So far I had PS/keyboard only on my FPGA computer. The time has come to add the mouse, too. Without any investigation how PS/2 mouse works, I first tried to plug the mouse into my PS/2 keyboard connector and watch what would come from it. It didn't work. The keyboard worked, but the mouse didn't. I expected that the mouse would send bytes as I move or click, but it didn't. After a brief investigation, I found out that the PS/2 mouse needs an initialization in order to start sending bytes to the computer.

PS/2 is actually a bidirectional interface. Both computer and mouse/keyboard can send bytes to the other. Well, the initialization sequence for the mouse actually means that the computer needs to send one byte to the mouse. Unfortunately, that is not so simple. In order to send a command to the mouse, host (computer) needs to set both data and clock lines low for a given period of time, then to release both lines, and then to start setting bits of the command in synchronization with the clock that has just started to arrive from the mouse.

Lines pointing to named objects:
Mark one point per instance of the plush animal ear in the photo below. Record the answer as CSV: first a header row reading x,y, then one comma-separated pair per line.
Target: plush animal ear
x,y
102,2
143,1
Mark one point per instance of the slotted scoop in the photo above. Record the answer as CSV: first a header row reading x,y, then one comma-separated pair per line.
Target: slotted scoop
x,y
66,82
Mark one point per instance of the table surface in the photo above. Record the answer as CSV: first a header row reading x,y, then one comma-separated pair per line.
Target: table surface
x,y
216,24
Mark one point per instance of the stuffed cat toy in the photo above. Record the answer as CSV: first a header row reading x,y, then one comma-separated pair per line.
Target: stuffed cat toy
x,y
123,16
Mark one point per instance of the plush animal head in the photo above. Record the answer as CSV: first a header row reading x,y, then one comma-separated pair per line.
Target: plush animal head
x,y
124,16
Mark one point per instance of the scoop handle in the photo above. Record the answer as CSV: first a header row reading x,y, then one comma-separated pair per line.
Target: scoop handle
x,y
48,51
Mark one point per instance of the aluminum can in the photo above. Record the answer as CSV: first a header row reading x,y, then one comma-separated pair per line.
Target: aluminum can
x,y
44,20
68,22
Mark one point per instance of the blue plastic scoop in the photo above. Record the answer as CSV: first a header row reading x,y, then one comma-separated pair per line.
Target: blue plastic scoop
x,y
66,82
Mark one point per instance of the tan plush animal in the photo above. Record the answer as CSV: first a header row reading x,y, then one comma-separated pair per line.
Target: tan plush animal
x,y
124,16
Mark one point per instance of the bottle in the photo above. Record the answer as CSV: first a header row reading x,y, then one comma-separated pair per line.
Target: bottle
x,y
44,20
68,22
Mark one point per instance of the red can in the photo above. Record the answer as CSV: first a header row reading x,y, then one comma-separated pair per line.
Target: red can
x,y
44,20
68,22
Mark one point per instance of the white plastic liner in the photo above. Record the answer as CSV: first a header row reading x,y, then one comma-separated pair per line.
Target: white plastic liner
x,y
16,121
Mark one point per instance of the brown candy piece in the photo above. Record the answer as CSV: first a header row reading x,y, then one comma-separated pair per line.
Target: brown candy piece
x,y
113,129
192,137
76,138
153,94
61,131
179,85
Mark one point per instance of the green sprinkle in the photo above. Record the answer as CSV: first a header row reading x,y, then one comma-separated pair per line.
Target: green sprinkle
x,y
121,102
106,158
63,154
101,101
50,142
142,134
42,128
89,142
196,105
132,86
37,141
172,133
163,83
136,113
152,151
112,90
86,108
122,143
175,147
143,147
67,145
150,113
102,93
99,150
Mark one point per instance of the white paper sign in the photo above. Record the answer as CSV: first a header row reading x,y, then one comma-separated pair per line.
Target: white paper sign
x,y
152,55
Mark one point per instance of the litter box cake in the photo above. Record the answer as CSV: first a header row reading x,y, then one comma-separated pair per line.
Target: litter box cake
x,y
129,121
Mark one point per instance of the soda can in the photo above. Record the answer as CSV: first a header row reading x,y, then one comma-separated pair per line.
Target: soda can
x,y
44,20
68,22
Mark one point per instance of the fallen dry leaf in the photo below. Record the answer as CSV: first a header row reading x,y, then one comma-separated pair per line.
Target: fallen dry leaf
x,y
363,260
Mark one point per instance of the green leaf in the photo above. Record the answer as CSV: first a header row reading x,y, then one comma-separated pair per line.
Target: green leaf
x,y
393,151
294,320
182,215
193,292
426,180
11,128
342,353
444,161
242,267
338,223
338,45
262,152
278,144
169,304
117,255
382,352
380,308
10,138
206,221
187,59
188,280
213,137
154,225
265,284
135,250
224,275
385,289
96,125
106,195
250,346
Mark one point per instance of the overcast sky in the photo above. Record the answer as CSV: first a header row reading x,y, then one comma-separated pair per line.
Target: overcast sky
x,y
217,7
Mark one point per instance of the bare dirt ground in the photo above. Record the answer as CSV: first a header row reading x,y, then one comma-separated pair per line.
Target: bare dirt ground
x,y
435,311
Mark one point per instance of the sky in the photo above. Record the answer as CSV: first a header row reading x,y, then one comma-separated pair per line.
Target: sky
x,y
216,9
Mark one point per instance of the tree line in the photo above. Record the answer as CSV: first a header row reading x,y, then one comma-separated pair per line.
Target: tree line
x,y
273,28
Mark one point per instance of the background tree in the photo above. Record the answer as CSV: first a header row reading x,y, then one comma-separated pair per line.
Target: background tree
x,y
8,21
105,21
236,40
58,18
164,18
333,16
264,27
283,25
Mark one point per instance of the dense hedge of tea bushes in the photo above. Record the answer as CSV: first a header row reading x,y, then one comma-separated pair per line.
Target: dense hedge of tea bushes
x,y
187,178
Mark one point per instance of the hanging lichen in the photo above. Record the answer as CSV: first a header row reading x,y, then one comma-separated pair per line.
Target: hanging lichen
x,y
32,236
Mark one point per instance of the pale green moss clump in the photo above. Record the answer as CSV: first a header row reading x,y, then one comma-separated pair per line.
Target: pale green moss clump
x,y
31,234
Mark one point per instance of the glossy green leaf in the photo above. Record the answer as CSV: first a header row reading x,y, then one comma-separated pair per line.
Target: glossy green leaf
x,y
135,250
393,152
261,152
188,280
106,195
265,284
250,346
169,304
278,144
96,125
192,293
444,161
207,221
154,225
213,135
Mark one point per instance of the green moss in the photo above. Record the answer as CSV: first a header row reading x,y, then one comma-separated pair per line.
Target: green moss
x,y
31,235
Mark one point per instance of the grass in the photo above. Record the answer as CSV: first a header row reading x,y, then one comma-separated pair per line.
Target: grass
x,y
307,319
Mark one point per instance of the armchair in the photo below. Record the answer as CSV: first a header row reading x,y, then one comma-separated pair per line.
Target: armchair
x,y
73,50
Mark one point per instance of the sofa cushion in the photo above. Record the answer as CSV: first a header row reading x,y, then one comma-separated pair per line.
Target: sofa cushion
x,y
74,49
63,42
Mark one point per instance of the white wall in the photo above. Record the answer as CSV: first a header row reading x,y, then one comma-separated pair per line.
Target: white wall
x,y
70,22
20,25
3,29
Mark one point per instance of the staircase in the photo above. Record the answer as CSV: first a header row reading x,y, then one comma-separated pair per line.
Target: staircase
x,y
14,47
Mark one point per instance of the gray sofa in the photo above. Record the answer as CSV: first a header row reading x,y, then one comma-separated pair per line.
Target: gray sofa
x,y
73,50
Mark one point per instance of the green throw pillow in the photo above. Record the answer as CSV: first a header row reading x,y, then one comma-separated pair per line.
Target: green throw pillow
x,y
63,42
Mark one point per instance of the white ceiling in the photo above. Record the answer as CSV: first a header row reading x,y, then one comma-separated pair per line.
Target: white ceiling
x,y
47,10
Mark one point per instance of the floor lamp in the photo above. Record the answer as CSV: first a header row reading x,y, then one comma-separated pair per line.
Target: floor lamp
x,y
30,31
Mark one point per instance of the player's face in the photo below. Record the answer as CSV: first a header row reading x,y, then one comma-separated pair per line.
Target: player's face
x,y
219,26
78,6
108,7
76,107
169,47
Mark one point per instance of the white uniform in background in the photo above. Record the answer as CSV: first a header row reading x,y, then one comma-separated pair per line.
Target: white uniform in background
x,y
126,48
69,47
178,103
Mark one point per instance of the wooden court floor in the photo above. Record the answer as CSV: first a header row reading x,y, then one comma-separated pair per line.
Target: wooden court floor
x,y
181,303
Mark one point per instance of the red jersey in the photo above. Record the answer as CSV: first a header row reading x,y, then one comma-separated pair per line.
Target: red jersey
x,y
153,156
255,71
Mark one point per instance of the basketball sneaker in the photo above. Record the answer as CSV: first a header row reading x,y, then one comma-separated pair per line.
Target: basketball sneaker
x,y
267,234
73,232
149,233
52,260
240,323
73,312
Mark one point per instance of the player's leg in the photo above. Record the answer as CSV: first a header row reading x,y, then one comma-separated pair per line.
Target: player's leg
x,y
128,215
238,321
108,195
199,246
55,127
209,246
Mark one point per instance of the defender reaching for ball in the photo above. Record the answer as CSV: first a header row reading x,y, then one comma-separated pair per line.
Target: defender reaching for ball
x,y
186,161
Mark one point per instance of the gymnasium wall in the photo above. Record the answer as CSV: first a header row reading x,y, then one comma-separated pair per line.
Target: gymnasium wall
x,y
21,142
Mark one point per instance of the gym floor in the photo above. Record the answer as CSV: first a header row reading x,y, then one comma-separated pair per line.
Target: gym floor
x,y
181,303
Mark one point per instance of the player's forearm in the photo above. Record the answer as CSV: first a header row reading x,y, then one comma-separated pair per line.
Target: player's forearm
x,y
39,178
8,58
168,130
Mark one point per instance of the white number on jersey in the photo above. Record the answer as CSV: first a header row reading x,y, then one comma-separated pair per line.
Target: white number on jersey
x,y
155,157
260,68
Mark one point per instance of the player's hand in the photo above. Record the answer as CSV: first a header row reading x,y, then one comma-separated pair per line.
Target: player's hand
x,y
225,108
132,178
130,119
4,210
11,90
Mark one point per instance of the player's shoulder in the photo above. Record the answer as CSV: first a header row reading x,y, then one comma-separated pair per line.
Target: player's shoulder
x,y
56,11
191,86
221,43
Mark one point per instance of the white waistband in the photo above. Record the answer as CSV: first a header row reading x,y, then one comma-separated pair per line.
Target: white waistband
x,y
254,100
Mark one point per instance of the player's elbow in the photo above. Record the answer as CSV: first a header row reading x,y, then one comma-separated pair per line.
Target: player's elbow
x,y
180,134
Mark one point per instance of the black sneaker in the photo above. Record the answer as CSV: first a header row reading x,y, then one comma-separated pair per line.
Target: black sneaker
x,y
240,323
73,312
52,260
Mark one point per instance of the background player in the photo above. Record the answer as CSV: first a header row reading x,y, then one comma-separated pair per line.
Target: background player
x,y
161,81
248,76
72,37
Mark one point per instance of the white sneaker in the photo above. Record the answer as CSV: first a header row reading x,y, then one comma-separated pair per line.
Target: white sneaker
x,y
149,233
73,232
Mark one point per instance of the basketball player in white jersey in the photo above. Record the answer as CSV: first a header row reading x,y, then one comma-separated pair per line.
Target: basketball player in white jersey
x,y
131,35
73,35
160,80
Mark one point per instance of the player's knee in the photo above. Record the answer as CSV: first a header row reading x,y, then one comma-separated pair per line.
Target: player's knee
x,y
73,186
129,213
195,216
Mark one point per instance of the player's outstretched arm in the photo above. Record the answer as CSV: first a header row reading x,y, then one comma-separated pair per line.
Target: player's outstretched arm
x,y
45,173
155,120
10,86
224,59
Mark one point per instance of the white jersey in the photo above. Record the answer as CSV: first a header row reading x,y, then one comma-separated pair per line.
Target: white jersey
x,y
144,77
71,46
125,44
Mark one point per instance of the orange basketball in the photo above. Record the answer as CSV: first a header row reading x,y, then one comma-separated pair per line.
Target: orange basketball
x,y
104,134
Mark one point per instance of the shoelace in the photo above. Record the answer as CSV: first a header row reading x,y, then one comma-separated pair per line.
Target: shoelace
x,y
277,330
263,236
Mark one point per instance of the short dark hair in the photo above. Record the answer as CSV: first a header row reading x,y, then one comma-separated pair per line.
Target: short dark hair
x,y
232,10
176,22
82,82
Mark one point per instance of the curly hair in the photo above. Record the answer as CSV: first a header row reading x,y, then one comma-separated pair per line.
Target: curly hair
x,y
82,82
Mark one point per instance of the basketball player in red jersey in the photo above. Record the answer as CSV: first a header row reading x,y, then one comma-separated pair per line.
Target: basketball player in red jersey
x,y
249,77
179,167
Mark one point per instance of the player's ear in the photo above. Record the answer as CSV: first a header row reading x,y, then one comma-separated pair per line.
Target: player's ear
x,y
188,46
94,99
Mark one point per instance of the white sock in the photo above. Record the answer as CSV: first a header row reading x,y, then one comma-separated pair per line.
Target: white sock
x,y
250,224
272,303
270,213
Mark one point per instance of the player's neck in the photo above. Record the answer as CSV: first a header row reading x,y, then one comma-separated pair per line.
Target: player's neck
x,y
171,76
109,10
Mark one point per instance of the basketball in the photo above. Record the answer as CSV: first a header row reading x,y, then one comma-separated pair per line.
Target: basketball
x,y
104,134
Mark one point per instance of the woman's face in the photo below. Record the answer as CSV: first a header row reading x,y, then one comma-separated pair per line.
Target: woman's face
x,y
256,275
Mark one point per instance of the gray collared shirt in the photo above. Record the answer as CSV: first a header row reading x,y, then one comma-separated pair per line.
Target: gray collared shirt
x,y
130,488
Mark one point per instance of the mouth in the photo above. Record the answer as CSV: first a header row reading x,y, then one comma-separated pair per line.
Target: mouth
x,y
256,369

Objectives:
1: Print the part of the PS/2 mouse excerpt from "So far I had" up to and including "to the computer.".
2: Render the sentence "Both computer and mouse/keyboard can send bytes to the other." from the PS/2 mouse excerpt in Spanish.

Task answers:
1:
So far I had PS/keyboard only on my FPGA computer. The time has come to add the mouse, too. Without any investigation how PS/2 mouse works, I first tried to plug the mouse into my PS/2 keyboard connector and watch what would come from it. It didn't work. The keyboard worked, but the mouse didn't. I expected that the mouse would send bytes as I move or click, but it didn't. After a brief investigation, I found out that the PS/2 mouse needs an initialization in order to start sending bytes to the computer.

2: Tanto la computadora como el mouse o el teclado pueden enviarse bytes entre sí.